PROBLEM TO WORK ON: Decide whether each statement below agrees with the text on Cuban treefrog records, answering yes or no and quoting the deciding words of the text exactly. 1. The Cuban treefrog is native to Florida. 2. The iNat data include observations from every state found in the natural history collection data. 3. Isolated US locality records of the species have been published in Herpetological Review.

TEXT:
* * *
@jnstuart makes an excellent point here – the types of data that we are talking about (extralimital observations of reptiles and amphibians) are potentially useful to scientists and are also included in “traditional” natural history collections (NHCs). The idea that scientists don’t include these in NHC data (including those available on GBIF) is incorrect. Let’s take a look at a case study of Osteopilus septentrionalis (the Cuban treefrog) since it was mentioned earlier and I’m familiar with it (the subject of some of my MS work).
The CTF is native to Cuba and some other islands in the Caribbean. It is also invasive to FL and other areas. It’s a threat to native treefrogs because it is larger and can easily consume them (I’ve seen it! – very interesting), so there’s a strong interest in the species’ potential distribution with multiple papers modeling this in the past 15 years. Isolated locality records in the US (including likely hitchhikers) have been published in “smaller” scientific journals like Herpetological Review. That alone tells us that some scientists think individual records are worth taking the time to report (both the authors and journal editors, anyways).
I pulled the GBIF dataset for CTFs and split it into iNat records and other records (which are almost all from NHCs). The GBIF data from NHCs (excluding iNat) for Cuban treefrogs contain specimens from 16 states and 1 territory in the US: AL, AR, CA, CO, GA, HI, IL, KS, LA, MS, NY, NC, PA, PR, SC, TX, and VA where they are not native (excluding FL). Some of these were initial records taken from areas where there is invasive potential – in some states, this has been realized (eg, GA), but not all. There’s even a record from Germany! It’s a lot of work to accession a physical specimen and enter the data (much more of an investment in labor than making an iNat observation, for instance). The clear point here is that NHCs value the data associated with these specimens – otherwise they wouldn’t bother to record it, upload, use materials to preserve a specimen, and take up space on the shelf.
When looking at the iNat data by itself we see observations from 21 states and 1 territory in the US: AL, AR, CA, CO, GA, IN, KS, LA, MA, MS, MO, NE, NJ, NY, NC, PA, PR, SC, TN, TX, UT, VA where CTFs aren’t native. Kind of strikingly, this set is very similar to the NHC data – iNat has observations from all the same states as the NHCs except for IL and HI. To me, this shows that the distribution of iNat data for these extralimital sightings is quite similar to that found in the NHCs. Anyone using data from GBIF will need to “clean it up” to answer their research question/s (whatever it is) – they’ll likely process these GBIF data in a similar way whether iNat data are included or not. Almost every scientist I know a) expects to clean data before use and b) would much rather have a more complete dataset to work with and filter themselves. Restricted datasets are biased datasets (something most scientists want to avoid). While this is just one species, my personal experience suggests that, for other herps at least, the patterns in the GBIF data are similar.
* * *
SOURCE MATERIAL:
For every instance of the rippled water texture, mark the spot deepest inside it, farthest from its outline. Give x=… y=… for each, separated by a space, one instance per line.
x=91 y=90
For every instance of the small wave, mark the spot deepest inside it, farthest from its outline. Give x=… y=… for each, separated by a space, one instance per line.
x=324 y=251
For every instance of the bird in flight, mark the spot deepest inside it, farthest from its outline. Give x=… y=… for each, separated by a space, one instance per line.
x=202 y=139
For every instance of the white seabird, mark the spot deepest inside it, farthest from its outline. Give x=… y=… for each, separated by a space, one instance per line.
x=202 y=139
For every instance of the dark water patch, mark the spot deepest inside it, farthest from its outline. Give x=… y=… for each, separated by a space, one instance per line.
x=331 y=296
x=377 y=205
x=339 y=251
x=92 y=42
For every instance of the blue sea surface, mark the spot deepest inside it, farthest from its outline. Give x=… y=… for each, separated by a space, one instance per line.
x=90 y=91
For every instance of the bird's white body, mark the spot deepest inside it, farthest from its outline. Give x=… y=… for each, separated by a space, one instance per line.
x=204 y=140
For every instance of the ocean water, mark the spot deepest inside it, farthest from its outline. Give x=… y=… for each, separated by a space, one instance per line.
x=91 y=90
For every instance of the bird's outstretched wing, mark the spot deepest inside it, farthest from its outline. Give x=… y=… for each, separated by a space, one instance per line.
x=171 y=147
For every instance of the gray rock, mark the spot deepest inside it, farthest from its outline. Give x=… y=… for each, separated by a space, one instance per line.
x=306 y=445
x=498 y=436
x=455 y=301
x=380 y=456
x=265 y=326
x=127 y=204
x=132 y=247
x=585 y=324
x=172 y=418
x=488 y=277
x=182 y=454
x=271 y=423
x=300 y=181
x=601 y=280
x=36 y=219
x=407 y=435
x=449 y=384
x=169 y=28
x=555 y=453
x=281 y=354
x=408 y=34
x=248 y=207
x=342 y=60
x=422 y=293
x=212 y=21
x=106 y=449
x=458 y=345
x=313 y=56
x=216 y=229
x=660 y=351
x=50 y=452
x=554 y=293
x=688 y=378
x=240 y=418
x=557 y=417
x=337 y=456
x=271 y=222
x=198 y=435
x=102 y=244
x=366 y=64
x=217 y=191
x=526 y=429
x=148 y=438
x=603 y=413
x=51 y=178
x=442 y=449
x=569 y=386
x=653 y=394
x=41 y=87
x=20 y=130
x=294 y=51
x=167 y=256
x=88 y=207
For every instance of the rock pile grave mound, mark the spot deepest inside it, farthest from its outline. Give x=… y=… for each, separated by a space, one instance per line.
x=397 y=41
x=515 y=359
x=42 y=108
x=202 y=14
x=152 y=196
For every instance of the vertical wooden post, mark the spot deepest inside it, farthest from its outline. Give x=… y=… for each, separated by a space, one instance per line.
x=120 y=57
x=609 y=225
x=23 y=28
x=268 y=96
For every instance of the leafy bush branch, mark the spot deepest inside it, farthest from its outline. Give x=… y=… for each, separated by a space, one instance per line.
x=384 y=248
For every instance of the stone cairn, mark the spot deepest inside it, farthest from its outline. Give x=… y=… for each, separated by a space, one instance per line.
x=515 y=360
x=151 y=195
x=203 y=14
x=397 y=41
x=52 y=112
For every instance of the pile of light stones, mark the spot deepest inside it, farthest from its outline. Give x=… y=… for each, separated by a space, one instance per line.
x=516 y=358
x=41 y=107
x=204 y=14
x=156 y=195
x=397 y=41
* * *
WRITTEN ANSWER:
1. No: "It is also invasive to FL and other areas."
2. No: "iNat has observations from all the same states as the NHCs except for IL and HI."
3. Yes: "Isolated locality records in the US (including likely hitchhikers) have been published in “smaller” scientific journals like Herpetological Review."